Objective: Teach children to name clothing items and differentiate between boys’ and girls’ clothes.

Materials: Two dolls (one male, one female) and sets of clothes for each.

Instructions:

  1. Explain that the dolls are confused and need help finding their clothes.
  2. Ask children to identify which clothes belong to which doll and assist in dressing them accordingly.

3. Sequence Stories

Objective: Develop sequencing skills and storytelling.

Instructions:

  1. Provide children with a series of pictures that form a story.
  2. Ask them to arrange the pictures in the correct order and narrate the story.
  3. Example sequences can include daily routines like waking up, exercising, and eating breakfast.

4. Dress a Doll for a Walk

Objective: Enhance dressing skills and understanding the correct sequence of winter clothing.

Materials: Dolls and various winter clothing items (coats, boots, scarves).

Instructions:

  1. Have children choose appropriate winter clothing for the doll and dress it in the correct order, narrating their actions.

5. Doll Bedtime Routine

Objective: Improve undressing skills and bedtime preparation.

Materials: Doll, bed, and set of clothes.

Instructions:

  1. Read a rhyme about bedtime and ask children to undress the doll and prepare it for bed.
  2. Guide them through the sequence of undressing and encourage them to remember and repeat it.

6. The Magic Shoelace

Shoelace

Objective: Teach children to tie shoes and understand the use of shoelaces.

Materials: A book with shoelace holes and colorful shoelaces.

Instructions:

  1. Show a picture with missing elements that need to be completed using shoelaces.
  2. Have children choose a shoelace and complete the picture by threading and tying it.

7. Preparing for a Walk

Objective: Reinforce dressing skills in the correct order.

Materials: Doll and corresponding clothing items.

Instructions:

  1. Explain that the doll is going for a walk and needs to be dressed appropriately.
  2. Guide children through each step, from putting on a jacket to tying shoelaces.

8. Preparing the Bed

Objective: Teach children to make their bed independently.

Materials: Bed, pillow, sheets, and blanket.

Instructions:

  1. Demonstrate how to make the bed, from removing the cover to arranging the pillow.
  2. Encourage children to replicate the process on their own bed.

9. Cleaning Shoes

Cleaning Shoes

Objective: Develop the skill of cleaning shoes.

Materials: Shoes and a brush.

Instructions:

  1. Show children how to clean shoes using a brush and explain its purpose.

DATA EXTRACTS »
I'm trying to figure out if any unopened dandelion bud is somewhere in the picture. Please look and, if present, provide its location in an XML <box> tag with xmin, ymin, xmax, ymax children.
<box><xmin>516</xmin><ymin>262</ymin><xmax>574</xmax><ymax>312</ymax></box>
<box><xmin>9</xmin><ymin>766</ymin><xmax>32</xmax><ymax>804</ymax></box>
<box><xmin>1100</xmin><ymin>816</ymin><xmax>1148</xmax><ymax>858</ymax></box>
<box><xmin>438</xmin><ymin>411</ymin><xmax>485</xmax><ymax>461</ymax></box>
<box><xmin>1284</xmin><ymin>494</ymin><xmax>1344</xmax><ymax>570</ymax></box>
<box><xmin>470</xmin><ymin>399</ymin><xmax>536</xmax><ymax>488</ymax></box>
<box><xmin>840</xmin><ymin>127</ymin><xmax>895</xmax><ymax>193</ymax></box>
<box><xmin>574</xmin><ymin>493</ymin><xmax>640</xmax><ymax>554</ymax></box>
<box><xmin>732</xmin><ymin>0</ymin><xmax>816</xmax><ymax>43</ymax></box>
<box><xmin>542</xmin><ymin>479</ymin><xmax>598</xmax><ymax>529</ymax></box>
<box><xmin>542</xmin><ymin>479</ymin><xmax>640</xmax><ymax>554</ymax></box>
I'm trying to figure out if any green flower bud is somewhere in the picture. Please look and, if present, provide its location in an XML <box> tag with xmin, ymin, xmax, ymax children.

ABOUT THIS TASK »
Quote the activity guide word for word, starting with "2. Have children" and going on through "to tying shoelaces.". Base every answer only on the activity guide.

ANSWER BOX »
2. Have children choose a shoelace and complete the picture by threading and tying it.

7. Preparing for a Walk

Objective: Reinforce dressing skills in the correct order.

Materials: Doll and corresponding clothing items.

Instructions:

  1. Explain that the doll is going for a walk and needs to be dressed appropriately.
  2. Guide children through each step, from putting on a jacket to tying shoelaces.